#### WHAT IS NEEDED:
Can you render every line of the items below as a JSON list of strings, with one string per line and no blank lines?

#### PROVIDED MATERIAL:
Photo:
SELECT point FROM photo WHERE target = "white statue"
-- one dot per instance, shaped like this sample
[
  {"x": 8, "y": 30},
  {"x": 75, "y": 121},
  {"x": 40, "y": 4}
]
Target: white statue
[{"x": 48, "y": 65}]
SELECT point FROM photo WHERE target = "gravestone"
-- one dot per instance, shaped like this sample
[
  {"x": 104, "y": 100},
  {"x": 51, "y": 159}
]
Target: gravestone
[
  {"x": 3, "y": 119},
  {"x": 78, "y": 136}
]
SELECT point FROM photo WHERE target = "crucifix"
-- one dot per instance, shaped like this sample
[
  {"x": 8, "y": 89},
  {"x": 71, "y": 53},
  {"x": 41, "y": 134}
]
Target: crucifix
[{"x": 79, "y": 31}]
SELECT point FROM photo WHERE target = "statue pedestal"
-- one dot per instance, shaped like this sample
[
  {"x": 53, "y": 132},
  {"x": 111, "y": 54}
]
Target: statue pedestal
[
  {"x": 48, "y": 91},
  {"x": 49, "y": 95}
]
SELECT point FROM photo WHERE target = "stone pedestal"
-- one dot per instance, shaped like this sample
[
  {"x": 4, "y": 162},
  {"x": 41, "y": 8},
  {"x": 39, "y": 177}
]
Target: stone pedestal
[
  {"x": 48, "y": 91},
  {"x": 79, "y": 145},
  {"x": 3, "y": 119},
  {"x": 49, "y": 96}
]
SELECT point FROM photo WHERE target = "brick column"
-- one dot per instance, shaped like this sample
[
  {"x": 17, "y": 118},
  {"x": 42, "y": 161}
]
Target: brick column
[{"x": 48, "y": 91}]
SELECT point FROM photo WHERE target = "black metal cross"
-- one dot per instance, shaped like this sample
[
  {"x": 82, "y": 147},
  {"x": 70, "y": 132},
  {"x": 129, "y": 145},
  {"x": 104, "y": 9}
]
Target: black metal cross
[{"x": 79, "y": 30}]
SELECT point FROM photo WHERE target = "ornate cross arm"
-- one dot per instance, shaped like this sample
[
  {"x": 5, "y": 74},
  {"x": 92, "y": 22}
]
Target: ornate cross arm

#### THE COMPLETED TASK:
[
  "Photo:",
  "SELECT point FROM photo WHERE target = \"white statue\"",
  "-- one dot per instance, shaped like this sample",
  "[",
  "  {\"x\": 8, \"y\": 30},",
  "  {\"x\": 75, \"y\": 121},",
  "  {\"x\": 40, \"y\": 4}",
  "]",
  "Target: white statue",
  "[{\"x\": 48, \"y\": 65}]",
  "SELECT point FROM photo WHERE target = \"gravestone\"",
  "-- one dot per instance, shaped like this sample",
  "[",
  "  {\"x\": 104, \"y\": 100},",
  "  {\"x\": 51, \"y\": 159}",
  "]",
  "Target: gravestone",
  "[",
  "  {\"x\": 3, \"y\": 119},",
  "  {\"x\": 78, \"y\": 136}",
  "]",
  "SELECT point FROM photo WHERE target = \"crucifix\"",
  "-- one dot per instance, shaped like this sample",
  "[",
  "  {\"x\": 8, \"y\": 89},",
  "  {\"x\": 71, \"y\": 53},",
  "  {\"x\": 41, \"y\": 134}",
  "]",
  "Target: crucifix",
  "[{\"x\": 79, \"y\": 31}]",
  "SELECT point FROM photo WHERE target = \"statue pedestal\"",
  "-- one dot per instance, shaped like this sample",
  "[",
  "  {\"x\": 53, \"y\": 132},",
  "  {\"x\": 111, \"y\": 54}",
  "]",
  "Target: statue pedestal",
  "[",
  "  {\"x\": 48, \"y\": 91},",
  "  {\"x\": 49, \"y\": 95}",
  "]",
  "SELECT point FROM photo WHERE target = \"stone pedestal\"",
  "-- one dot per instance, shaped like this sample",
  "[",
  "  {\"x\": 4, \"y\": 162},",
  "  {\"x\": 41, \"y\": 8},",
  "  {\"x\": 39, \"y\": 177}",
  "]",
  "Target: stone pedestal",
  "[",
  "  {\"x\": 48, \"y\": 91},",
  "  {\"x\": 79, \"y\": 145},",
  "  {\"x\": 3, \"y\": 119},",
  "  {\"x\": 49, \"y\": 96}",
  "]",
  "SELECT point FROM photo WHERE target = \"brick column\"",
  "-- one dot per instance, shaped like this sample",
  "[",
  "  {\"x\": 17, \"y\": 118},",
  "  {\"x\": 42, \"y\": 161}",
  "]",
  "Target: brick column",
  "[{\"x\": 48, \"y\": 91}]",
  "SELECT point FROM photo WHERE target = \"black metal cross\"",
  "-- one dot per instance, shaped like this sample",
  "[",
  "  {\"x\": 82, \"y\": 147},",
  "  {\"x\": 70, \"y\": 132},",
  "  {\"x\": 129, \"y\": 145},",
  "  {\"x\": 104, \"y\": 9}",
  "]",
  "Target: black metal cross",
  "[{\"x\": 79, \"y\": 30}]",
  "SELECT point FROM photo WHERE target = \"ornate cross arm\"",
  "-- one dot per instance, shaped like this sample",
  "[",
  "  {\"x\": 5, \"y\": 74},",
  "  {\"x\": 92, \"y\": 22}",
  "]",
  "Target: ornate cross arm"
]